Comme dans Penumbra, on manipule les objets du monde en faisant soit même le mouvement nécessaire au stick ou à la souris.

Comme dans Penumbra, on ne peut pas combattre les monstres.

Comme dans Penumbra, on ne voit pas son propre corps.

Résultat, cher journal, tu comprendras que j’ai eu la désagréable impression de jouer à un jeu bâti par-dessus Penumbra, comme une sorte d’add-on ou d’extension du premier jeu. Cela me dérange car je savais à l’avance ce que le jeu pouvait techniquement me faire jouer et me faire voir, et surtout ses limites. C’est comme assister à un tour de magie tout en voyant les ficelles et la machinerie en coulisse que le magicien aurait oublié de cacher… En peu de mots : cher journal, j’ai eu du mal à y croire.

J’ai été aussi dérangé, ou du moins mon intérêt s’est vu plafonné, par le manque de personnalité du personnage que j’incarnais, Daniel. Vois-tu, Daniel commence le jeu amnésique, c’est sa voix-off se parlant à lui-même qui nous l’indique. Il se dit « je m’appelle Daniel, oui… [tousse, tousse] je suis Daniel mais je ne me rappelle de rien ». Là j’ai dit, BON… Je me trouvais dans une espèce de couloir de vieux château, avec la caméra dans les yeux du personnage. Quand je bougeais mon regard, l’image se floutait, le cadre tanguait… Peu agréable et, tu m’avoueras, un effet bien fauché et bien peu efficace pour représenter je ne sais quelle affection sensorielle du personnage (les développeurs eux-mêmes le savent-ils?).

Donc Daniel, amnésique, n’a aucun enjeu vraiment. Il est dans un château super chelou mais ça n’a pas l’air de le déranger. On le fait avancer jusqu’à la prochaine porte sans savoir pourquoi. Dois-je te rappeler, cher journal, combien la quête de Philippe dans Penumbra était personnelle et bien définie ? Ce dernier partait au Pôle Nord à la recherche de son père longtemps disparu et découvrait un complexe secret sous la glace… Philippe observait et commentait son environnement autant qu’on le lui demandait, sans doublage, textuellement, après un clic droit de souris. Se dessinait un personnage en proie au désespoir mais qui avançait pour retrouver son père et découvrir la vérité sur ce qu’il faisait. Daniel est un pauvre amnésique qu’on fait errer sans but dans un château qui ne le fait même pas réagir ! Car dans Amnesia le clic droit ne sert à rien… Le personnage s’exprimera très très peu dans tout le jeu mais toujours doublé (l’inverse de Penumbra donc).

__Informations enregistrées__
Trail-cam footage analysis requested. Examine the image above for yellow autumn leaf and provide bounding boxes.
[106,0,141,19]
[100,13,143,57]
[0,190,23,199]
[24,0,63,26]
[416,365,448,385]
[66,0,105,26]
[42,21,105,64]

__Consigne 1__
D'après le texte étudié, pour quelle raison Philippe part-il au Pôle Nord dans Penumbra ?
__Consigne 2__
Énumérez tous les points communs avec Penumbra que le texte étudié introduit par les mots « Comme dans Penumbra ».
__Consigne 3__
Reproduisez sans modification le passage du texte étudié qui va de « Résultat, cher journal, tu » jusqu'à « à y croire. ».
Les enregistrements n'interviennent en rien ici.

__Résultat 1__
Il part à la recherche de son père longtemps disparu.

__Résultat 2__
- On manipule les objets du monde en faisant soi-même le mouvement nécessaire au stick ou à la souris.
- On ne peut pas combattre les monstres.
- On ne voit pas son propre corps.

__Résultat 3__
Résultat, cher journal, tu comprendras que j’ai eu la désagréable impression de jouer à un jeu bâti par-dessus Penumbra, comme une sorte d’add-on ou d’extension du premier jeu. Cela me dérange car je savais à l’avance ce que le jeu pouvait techniquement me faire jouer et me faire voir, et surtout ses limites. C’est comme assister à un tour de magie tout en voyant les ficelles et la machinerie en coulisse que le magicien aurait oublié de cacher… En peu de mots : cher journal, j’ai eu du mal à y croire.